**** PASSAGE TO READ

The good news is that my hat was found so I can go home with a warm head. But it’s the end of a long week and QCon whilst very enjoyable is also very exhausting.
The take-aways from this conference were:
- Micro-services are big. It’s not just SOA in a different guise (which was really about RPC with giant XML SOAP messages) but rather URIs and message passing or JSON data structures. Virtually every talk on distributed architecture or resilience talked about how to break a monolithic application into individual services which could be developed, deployed and monitored individually.
- Agile companies are deploying components many times per day. This isn’t limited to small organisations; this happens at internet-scale companies that are serving hundreds of thousands of requests per second, including financial companies. The key to this is removal of process and pontification and replacing it with automation so easy that a new employee can deploy to production before lunch on their first day.
- Failure happens. Failing to plan for failure happening is to plan for failure. Any system that is based on a monolithic application or runs in a single instance is both non-scalable and non-fault tolerant by design. The same set of benefits that come from scaling also comes from failure planning. Testing this by destroying instances in production is an extreme way of demonstrating that the system will work in the case of failure, but it gives monitoring and processes practice for when unexpected events can occur.

********
**** SUPPLIED RECORDS

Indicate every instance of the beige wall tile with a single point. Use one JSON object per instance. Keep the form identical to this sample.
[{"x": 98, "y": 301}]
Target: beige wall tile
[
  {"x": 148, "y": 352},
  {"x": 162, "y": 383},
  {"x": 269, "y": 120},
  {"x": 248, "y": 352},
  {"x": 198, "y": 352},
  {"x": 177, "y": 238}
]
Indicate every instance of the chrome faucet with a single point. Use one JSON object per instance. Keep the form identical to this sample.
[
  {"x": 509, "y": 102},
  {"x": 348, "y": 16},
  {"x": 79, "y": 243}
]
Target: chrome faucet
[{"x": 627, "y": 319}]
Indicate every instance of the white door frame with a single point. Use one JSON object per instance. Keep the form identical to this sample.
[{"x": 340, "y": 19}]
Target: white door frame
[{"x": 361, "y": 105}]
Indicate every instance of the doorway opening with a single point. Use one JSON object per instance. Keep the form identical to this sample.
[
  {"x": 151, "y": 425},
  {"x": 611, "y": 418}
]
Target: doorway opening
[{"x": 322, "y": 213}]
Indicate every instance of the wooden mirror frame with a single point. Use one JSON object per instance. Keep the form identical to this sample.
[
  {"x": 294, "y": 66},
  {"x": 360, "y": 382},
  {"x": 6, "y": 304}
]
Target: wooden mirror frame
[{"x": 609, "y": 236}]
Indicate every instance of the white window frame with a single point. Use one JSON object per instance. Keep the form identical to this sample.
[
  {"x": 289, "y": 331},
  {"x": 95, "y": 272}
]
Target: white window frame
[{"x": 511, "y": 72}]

********

WORK TO DO: From the QCon take-aways, return the passage starting with "The take-aways from" and going on through "and monitored individually.", copied word for word. Work only from the QCon take-aways.

SOLVED EXERCISE:
The take-aways from this conference were:
- Micro-services are big. It’s not just SOA in a different guise (which was really about RPC with giant XML SOAP messages) but rather URIs and message passing or JSON data structures. Virtually every talk on distributed architecture or resilience talked about how to break a monolithic application into individual services which could be developed, deployed and monitored individually.